GOAL OF THE EXERCISE →
Write out the entries, please, from the line containing "Can you see the wooden frame?" through their final line, exactly and with nothing else.

DATA TO USE →
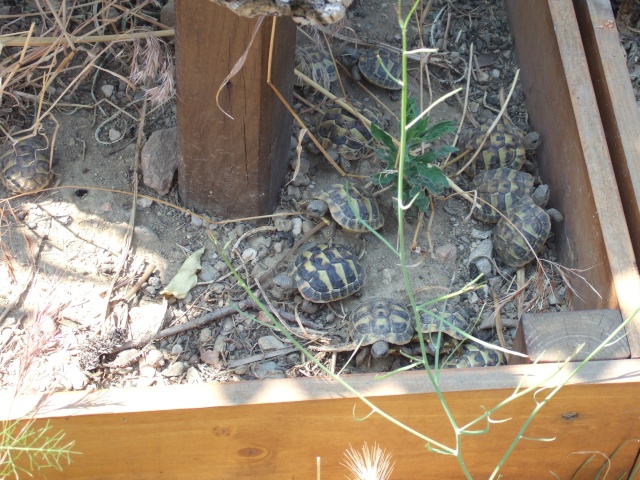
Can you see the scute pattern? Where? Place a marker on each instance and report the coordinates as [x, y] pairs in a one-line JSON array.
[[529, 220], [503, 148], [476, 355], [326, 273], [340, 199], [342, 132], [24, 167], [381, 320], [501, 189]]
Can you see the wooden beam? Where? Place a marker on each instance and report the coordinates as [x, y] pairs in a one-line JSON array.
[[574, 159], [616, 101], [276, 429], [555, 336], [231, 167]]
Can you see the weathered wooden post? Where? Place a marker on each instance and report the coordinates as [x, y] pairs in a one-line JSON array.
[[231, 167]]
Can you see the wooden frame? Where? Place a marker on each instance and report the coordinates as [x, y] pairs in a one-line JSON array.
[[275, 429]]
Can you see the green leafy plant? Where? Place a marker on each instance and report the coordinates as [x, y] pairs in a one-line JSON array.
[[421, 176]]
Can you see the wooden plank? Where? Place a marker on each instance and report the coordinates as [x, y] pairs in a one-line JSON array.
[[231, 167], [616, 101], [574, 159], [276, 429], [555, 336]]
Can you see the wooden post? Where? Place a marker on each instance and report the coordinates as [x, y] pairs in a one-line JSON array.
[[231, 167]]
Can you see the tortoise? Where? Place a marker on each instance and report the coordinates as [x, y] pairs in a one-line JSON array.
[[341, 132], [25, 166], [520, 236], [324, 273], [380, 322], [473, 354], [365, 63], [315, 63], [340, 200], [432, 321], [505, 147], [500, 189]]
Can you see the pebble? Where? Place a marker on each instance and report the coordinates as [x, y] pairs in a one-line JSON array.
[[270, 342], [114, 134], [107, 90], [205, 335], [144, 202], [174, 370], [296, 228], [249, 254]]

PROBLEM SOLUTION →
Can you see the wooden frame? Where? Place a marker on each instance and report the coordinates as [x, y] pairs in a one-line JSON array.
[[275, 429]]
Can you see the green leafy plant? Where? Place a marker on each instance and report the coordinates as [x, y] pairs in a one-line JSON array.
[[421, 176]]
Can you see the wooden plank? Where? Place a marker on each instance and report the coordinates as [x, y] pairs in a one-line JSON array.
[[231, 167], [616, 101], [574, 159], [276, 429], [555, 336]]
Can you see the wooden post? Where? Place a marker on each instance and report the coordinates as [x, y] pairs in a one-line JSON array.
[[231, 167]]
Can you see the tortoise? Where? Place a marker on each instance and report the coordinates as [x, y] pairs in a one-line JSON array.
[[341, 132], [25, 166], [520, 236], [324, 273], [380, 322], [473, 354], [365, 63], [315, 63], [340, 200], [432, 321], [505, 147], [500, 189]]
Can you see the pebble? Where? Place a marker on each instance and report the coordinates as [x, y] pairs in a one-line JSON array.
[[270, 342], [114, 134], [107, 90], [205, 335], [144, 202], [174, 370], [296, 228], [249, 254]]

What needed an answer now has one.